• **Recorded information**
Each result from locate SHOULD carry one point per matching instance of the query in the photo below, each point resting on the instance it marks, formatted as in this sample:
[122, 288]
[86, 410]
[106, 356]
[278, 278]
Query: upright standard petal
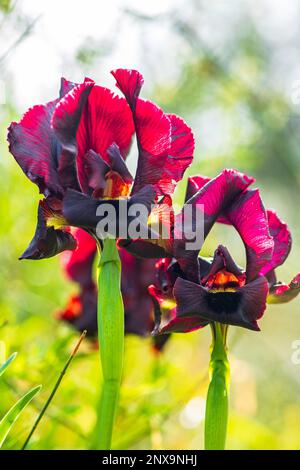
[282, 242]
[165, 142]
[34, 146]
[208, 204]
[248, 216]
[65, 122]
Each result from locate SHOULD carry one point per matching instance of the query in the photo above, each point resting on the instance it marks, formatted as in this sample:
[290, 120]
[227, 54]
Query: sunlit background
[232, 71]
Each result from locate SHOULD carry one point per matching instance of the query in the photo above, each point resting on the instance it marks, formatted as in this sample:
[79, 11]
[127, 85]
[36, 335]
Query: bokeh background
[232, 71]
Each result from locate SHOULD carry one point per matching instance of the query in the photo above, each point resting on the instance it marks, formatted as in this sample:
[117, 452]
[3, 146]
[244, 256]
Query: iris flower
[74, 149]
[137, 274]
[219, 290]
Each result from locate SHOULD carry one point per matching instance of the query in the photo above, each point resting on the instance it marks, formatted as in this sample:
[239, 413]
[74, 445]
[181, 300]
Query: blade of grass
[12, 415]
[54, 390]
[4, 366]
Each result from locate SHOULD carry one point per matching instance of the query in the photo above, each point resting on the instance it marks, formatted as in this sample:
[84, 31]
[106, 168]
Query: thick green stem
[111, 342]
[216, 415]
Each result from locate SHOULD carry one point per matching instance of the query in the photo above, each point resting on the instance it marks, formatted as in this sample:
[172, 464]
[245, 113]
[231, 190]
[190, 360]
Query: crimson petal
[211, 201]
[282, 242]
[65, 122]
[34, 146]
[130, 83]
[248, 216]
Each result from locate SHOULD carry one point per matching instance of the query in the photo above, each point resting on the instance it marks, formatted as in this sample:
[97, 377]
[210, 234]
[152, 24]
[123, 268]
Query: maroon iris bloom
[137, 274]
[74, 148]
[219, 290]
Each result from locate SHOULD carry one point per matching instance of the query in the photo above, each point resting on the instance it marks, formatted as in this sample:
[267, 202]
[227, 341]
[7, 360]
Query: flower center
[224, 281]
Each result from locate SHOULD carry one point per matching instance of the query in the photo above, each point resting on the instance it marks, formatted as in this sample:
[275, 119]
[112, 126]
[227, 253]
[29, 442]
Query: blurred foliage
[242, 118]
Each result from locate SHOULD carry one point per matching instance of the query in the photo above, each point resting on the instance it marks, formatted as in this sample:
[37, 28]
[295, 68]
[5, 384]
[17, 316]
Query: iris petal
[47, 241]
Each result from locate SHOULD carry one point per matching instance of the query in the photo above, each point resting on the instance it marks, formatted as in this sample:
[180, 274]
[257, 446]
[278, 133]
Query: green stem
[111, 342]
[50, 398]
[216, 415]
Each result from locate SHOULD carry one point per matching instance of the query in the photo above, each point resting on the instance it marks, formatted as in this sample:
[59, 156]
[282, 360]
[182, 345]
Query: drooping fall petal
[242, 307]
[47, 240]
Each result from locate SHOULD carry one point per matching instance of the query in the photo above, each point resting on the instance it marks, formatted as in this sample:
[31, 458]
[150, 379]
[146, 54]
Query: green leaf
[13, 414]
[4, 366]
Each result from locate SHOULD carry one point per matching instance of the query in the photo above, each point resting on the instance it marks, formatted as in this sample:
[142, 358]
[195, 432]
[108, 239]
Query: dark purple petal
[80, 210]
[117, 163]
[92, 172]
[222, 260]
[282, 293]
[130, 83]
[65, 122]
[210, 202]
[282, 242]
[34, 146]
[195, 183]
[242, 307]
[47, 241]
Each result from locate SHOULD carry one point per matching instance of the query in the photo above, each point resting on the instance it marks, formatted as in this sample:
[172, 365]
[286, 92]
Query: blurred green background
[231, 70]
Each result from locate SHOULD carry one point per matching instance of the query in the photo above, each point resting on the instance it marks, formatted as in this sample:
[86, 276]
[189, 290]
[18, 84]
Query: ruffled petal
[165, 142]
[282, 293]
[92, 172]
[65, 122]
[107, 120]
[248, 216]
[222, 260]
[130, 83]
[78, 264]
[195, 183]
[47, 241]
[241, 308]
[179, 157]
[118, 164]
[282, 242]
[34, 146]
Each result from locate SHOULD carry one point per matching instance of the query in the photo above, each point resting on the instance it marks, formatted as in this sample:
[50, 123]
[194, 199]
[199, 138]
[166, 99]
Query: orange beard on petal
[224, 281]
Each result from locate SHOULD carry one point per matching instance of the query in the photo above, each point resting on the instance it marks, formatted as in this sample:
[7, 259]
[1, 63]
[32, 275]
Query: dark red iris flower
[137, 274]
[74, 148]
[219, 290]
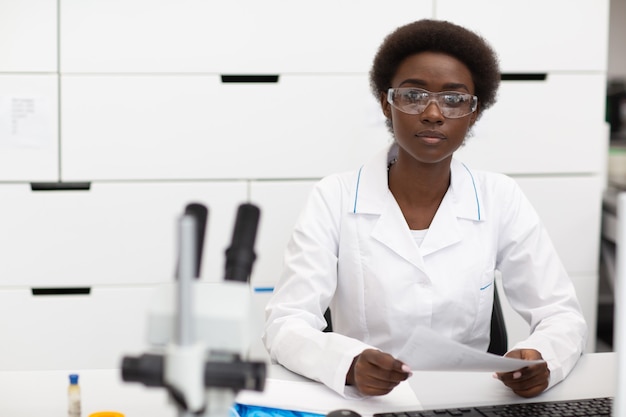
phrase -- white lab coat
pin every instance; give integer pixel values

• **What the task asks**
Omit the pictures and reproduce the listing exactly.

• **Solution to this exercise**
Each result from locate SHOULD carry one point per matching instance of the query in the photo below, each point resting on the instance it marks, formatted as in this sample:
[122, 288]
[86, 410]
[106, 356]
[278, 278]
Query: upright standard petal
[282, 242]
[165, 142]
[34, 146]
[208, 204]
[248, 216]
[65, 122]
Each result from locate SHOULD carry one point per matching instance of the query in the photo above, each point resting on the instance it marks, formatted as in this sample:
[290, 120]
[227, 54]
Query: sunlit background
[232, 71]
Each result from locate SHOULD carry one point per matching instance of the query in the photo above, each point resting on the instance it marks, formatted as in this sample:
[79, 11]
[127, 85]
[36, 335]
Query: bokeh background
[232, 71]
Each result from locate SHOULD carry one point per matching instance of the query in the photo above, each point resting on the instance it marks, formatted as in this sample:
[117, 452]
[3, 146]
[244, 256]
Query: iris flower
[74, 149]
[137, 274]
[219, 290]
Each result from locate SHOULD carry one point per matching instance of the query in the photo above, each point resting on the instance it marks, formatted as in this sample:
[239, 413]
[74, 445]
[181, 300]
Query: blade of grass
[12, 415]
[54, 390]
[4, 366]
Each result from locate SHOULD carry one point per matching instance of the query in the photo above, each point resting on the instance it marks, formatted as in this sample:
[84, 31]
[106, 168]
Query: thick green stem
[111, 342]
[216, 415]
Each result from locate SHOULD carry one point per matching instance of the query in the photo above, each point resting on the instance it marks, formatted as in this sample:
[172, 464]
[245, 113]
[231, 190]
[190, 360]
Query: crimson petal
[211, 201]
[282, 242]
[65, 122]
[34, 146]
[130, 83]
[248, 216]
Each result from locate SHOULD carry one point per matching instance of the query in the photo above, each point resting on the instance it marks, formatted as in this sample:
[97, 377]
[210, 234]
[152, 24]
[123, 268]
Query: maroon iris bloom
[137, 274]
[74, 148]
[219, 290]
Each result from locate SHOULD carry one point per matching instance of the query in the photo above, each point resting on the instance it marks, formatted as in this sample:
[267, 202]
[227, 341]
[7, 360]
Query: flower center
[224, 281]
Each result from locate SHOULD carry one point per matching instance of the query in the photo above, each point resting on the instance it marks, formatted as in this sample:
[275, 119]
[112, 126]
[227, 253]
[29, 442]
Query: blurred foliage
[242, 118]
Each result from locate SHOULD carry one point per matching instance of the query in the photo above, each point resting on the instance it marks, formatted as in this sample:
[37, 28]
[295, 68]
[5, 384]
[17, 316]
Query: iris petal
[47, 241]
Each result from locate SHOULD carry one point per matching instance of the query in the photo above, each point resting on the instance it marks, formatted as in this sample:
[180, 274]
[257, 446]
[278, 133]
Query: green stem
[111, 342]
[50, 398]
[216, 415]
Each result from locate SHOULD carry one point per matching instance of the query in the photo above, each point resting on the instance it marks, formatted as in this sample:
[59, 156]
[282, 360]
[182, 345]
Query: drooping fall petal
[242, 307]
[47, 240]
Each result from locate SHOULD carry one point per matching instance of the query in the photo above, each point resting on the instance it marks, formatted as in this sample:
[31, 458]
[150, 379]
[146, 54]
Query: green leaf
[13, 414]
[4, 366]
Each result from locate SHOULD carry one point per matching instance of the query in the photo above, each point resting on the instance it marks, formatted as in this sample:
[142, 358]
[195, 432]
[108, 239]
Query: dark purple petal
[80, 210]
[117, 163]
[92, 172]
[222, 260]
[282, 293]
[130, 83]
[65, 122]
[210, 202]
[282, 242]
[34, 146]
[195, 183]
[242, 307]
[47, 241]
Each result from locate SHOULD carry one point per matching instance of the query in the photo above, each point resting on the instance it marks, formatted as in this sample:
[172, 365]
[286, 92]
Query: blurred green background
[231, 70]
Each result from locate SHOULD carry one point per matching instance of the query in the photo above, each point resting on the instance it marks, formatted as in this sample:
[86, 276]
[189, 290]
[18, 84]
Query: ruffled petal
[165, 142]
[282, 293]
[92, 172]
[65, 122]
[107, 120]
[248, 216]
[222, 260]
[130, 83]
[78, 264]
[195, 183]
[47, 241]
[241, 308]
[179, 157]
[118, 164]
[282, 242]
[34, 146]
Each result from locate SHOULD carry one point per matching instance of the query in the photo above, each point resting on the instance it marks, formatted as in this sample:
[50, 123]
[194, 199]
[199, 138]
[166, 99]
Query: orange beard on petal
[224, 281]
Each result from locate SHOULD carry one point per matching instance of the query in the photo above, each point resting on the instance it marks, formatted as in this sample:
[7, 259]
[1, 63]
[32, 275]
Query: dark red iris flower
[137, 274]
[74, 148]
[219, 290]
phrase -- white lab coat
pin every instance; give integer pixel values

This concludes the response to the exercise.